Raw data -

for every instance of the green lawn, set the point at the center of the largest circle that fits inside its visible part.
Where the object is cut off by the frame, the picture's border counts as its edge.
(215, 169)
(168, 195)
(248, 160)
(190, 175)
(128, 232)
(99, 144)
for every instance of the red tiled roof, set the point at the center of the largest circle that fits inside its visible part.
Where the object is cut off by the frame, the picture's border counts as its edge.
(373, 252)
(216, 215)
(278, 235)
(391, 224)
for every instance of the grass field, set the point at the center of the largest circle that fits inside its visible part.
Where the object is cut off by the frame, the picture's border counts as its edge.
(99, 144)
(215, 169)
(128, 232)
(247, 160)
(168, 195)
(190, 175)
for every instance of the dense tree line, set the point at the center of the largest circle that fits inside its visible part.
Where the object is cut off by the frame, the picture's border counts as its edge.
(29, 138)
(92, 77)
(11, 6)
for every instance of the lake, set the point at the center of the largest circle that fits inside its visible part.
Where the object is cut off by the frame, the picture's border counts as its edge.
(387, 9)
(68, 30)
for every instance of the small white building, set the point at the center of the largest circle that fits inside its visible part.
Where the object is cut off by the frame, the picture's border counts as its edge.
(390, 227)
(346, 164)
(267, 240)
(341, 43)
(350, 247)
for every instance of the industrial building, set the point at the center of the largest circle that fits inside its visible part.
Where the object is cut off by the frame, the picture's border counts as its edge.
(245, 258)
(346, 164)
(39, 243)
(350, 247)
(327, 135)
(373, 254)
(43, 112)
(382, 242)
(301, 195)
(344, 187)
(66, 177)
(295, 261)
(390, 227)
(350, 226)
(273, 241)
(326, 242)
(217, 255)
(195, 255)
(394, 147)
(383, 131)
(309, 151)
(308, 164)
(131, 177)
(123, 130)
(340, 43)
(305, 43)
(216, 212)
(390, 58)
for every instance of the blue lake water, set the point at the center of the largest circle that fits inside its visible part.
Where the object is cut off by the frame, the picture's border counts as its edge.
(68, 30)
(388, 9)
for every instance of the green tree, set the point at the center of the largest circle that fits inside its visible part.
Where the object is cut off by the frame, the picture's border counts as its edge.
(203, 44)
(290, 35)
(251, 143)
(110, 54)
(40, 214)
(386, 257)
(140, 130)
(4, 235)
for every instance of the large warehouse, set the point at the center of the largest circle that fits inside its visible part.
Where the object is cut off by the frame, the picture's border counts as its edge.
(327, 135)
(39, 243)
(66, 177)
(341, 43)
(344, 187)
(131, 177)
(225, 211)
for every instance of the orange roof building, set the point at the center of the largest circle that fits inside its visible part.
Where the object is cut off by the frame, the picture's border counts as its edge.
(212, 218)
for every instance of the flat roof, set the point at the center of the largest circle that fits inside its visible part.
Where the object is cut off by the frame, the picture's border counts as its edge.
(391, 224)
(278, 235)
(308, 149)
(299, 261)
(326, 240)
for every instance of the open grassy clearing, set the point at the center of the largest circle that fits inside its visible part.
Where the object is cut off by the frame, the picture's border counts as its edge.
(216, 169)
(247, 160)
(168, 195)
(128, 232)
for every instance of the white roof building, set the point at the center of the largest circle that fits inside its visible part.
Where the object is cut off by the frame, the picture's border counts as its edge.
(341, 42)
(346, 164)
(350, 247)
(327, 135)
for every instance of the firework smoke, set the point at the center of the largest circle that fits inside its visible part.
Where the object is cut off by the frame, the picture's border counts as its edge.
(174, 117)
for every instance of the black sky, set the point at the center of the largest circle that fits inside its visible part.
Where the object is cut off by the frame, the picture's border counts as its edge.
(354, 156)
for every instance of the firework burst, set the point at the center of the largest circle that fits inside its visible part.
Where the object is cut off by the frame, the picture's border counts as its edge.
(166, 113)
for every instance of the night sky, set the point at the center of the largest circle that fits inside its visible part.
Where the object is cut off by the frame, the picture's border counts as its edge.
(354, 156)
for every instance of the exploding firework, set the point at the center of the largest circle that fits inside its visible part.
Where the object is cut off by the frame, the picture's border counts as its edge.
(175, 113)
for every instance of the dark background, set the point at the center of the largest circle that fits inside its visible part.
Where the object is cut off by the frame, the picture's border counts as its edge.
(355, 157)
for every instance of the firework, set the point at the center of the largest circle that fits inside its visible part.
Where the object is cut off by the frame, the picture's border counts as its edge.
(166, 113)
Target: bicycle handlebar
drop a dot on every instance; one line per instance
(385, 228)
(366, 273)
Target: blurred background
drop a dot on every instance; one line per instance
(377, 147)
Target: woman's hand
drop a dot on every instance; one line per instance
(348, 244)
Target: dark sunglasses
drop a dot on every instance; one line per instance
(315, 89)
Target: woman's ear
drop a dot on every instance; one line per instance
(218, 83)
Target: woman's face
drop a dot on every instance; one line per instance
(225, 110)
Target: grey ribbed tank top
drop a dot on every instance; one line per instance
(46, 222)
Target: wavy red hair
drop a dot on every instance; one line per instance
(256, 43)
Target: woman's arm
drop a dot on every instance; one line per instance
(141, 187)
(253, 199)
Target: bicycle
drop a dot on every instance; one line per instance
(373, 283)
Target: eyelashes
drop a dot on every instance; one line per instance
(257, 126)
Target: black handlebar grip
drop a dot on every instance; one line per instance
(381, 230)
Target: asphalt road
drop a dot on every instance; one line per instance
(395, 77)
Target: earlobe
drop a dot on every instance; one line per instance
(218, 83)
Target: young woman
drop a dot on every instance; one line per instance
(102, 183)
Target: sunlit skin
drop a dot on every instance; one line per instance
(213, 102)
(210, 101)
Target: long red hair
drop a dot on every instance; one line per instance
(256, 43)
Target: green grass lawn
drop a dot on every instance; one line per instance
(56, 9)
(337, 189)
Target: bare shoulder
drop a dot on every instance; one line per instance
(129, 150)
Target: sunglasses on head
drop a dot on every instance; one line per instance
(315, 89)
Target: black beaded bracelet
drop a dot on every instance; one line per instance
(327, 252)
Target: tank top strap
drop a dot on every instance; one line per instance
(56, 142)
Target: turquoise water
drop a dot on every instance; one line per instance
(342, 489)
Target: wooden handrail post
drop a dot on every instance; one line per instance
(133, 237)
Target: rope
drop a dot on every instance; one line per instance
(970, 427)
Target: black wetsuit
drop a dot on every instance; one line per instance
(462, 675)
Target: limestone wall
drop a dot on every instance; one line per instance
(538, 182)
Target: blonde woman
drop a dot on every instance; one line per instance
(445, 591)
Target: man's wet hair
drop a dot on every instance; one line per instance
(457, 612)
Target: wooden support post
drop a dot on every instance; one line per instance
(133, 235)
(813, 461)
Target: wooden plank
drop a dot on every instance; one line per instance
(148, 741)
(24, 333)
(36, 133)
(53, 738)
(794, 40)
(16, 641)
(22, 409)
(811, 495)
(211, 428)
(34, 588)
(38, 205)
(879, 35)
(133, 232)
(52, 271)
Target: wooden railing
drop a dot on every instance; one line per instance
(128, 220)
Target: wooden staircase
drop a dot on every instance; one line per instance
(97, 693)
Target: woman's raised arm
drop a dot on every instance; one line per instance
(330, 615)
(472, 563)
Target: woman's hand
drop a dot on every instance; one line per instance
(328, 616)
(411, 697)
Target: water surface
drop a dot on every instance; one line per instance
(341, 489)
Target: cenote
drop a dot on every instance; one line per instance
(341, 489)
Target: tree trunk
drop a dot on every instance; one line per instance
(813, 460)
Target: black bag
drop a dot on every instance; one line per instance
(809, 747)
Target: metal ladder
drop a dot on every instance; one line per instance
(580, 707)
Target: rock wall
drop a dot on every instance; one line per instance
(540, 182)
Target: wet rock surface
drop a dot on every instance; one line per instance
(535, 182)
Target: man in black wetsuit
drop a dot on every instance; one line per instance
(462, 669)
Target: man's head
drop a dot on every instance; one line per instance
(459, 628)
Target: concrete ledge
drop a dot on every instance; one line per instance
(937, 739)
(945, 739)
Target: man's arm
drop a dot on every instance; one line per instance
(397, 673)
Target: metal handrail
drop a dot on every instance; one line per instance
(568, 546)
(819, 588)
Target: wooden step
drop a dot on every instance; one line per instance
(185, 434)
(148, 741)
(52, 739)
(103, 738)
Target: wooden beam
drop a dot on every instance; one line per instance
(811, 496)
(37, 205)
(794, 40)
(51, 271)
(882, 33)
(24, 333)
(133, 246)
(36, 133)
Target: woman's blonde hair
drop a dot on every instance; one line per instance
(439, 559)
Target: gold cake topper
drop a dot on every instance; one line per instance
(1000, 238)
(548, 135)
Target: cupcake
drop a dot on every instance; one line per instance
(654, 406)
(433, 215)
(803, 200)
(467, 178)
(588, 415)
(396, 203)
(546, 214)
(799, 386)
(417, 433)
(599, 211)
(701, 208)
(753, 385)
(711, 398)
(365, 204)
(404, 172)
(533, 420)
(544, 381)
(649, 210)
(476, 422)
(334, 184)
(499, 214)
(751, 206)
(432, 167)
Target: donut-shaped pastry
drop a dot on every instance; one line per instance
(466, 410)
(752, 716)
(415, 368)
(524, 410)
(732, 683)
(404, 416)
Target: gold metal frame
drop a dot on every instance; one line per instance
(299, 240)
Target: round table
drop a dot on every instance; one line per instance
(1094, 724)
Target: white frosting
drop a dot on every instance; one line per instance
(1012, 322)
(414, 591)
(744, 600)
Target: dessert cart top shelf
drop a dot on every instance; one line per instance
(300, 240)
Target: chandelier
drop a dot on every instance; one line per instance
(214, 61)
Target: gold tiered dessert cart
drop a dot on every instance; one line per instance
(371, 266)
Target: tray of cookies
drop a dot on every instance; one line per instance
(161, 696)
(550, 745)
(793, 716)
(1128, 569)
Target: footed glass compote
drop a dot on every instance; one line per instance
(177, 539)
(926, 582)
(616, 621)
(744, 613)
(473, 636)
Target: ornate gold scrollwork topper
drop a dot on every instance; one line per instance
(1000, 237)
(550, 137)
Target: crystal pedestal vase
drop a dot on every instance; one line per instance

Exercise requirements -
Extract from the records above the lines from the one containing "Target: man's arm" to the one containing "Target: wooden beam", both lines included, exactly as they appear and with nothing else.

Output -
Target: man's arm
drop a dot on every instance; one line per instance
(397, 673)
Target: metal handrail
drop a dot on every instance; one line per instance
(568, 546)
(819, 588)
Target: wooden step
drop a dot on every instance; one line per instance
(185, 434)
(148, 741)
(52, 739)
(103, 738)
Target: wooden beam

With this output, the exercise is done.